Each line of the data below that carries the word "tuft" needs to be copied.

(Items from a data source)
*** Block opens ***
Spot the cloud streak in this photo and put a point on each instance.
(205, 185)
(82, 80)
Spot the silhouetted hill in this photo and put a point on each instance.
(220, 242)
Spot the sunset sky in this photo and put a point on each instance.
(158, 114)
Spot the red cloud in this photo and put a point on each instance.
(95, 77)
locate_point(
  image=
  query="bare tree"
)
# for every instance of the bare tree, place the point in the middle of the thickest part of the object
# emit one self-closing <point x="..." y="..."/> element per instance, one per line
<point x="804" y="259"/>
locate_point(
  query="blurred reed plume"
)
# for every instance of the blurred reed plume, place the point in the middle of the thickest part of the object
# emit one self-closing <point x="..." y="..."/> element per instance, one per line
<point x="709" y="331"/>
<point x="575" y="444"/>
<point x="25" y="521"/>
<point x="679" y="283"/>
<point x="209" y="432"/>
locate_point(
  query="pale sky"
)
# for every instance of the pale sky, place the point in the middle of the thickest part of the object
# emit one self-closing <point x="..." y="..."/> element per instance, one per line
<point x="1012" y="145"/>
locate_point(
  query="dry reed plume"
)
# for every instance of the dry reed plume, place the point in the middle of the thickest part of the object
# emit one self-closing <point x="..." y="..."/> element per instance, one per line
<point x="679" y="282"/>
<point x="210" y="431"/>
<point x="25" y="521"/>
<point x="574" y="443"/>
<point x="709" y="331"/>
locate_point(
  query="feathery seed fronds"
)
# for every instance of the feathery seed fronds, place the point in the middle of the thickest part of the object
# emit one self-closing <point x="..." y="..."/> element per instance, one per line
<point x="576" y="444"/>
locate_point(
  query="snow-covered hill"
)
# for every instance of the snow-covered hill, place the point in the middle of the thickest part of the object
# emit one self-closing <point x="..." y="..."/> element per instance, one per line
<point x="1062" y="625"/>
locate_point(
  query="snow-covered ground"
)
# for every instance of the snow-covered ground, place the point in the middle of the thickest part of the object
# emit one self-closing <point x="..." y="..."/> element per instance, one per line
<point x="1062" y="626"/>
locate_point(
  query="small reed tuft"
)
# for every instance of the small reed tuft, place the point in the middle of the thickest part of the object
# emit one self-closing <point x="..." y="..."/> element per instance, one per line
*** Block closes ***
**Task result**:
  query="small reed tuft"
# for every instance of the small reed tuft, place the point in the middle of the thickest part of the object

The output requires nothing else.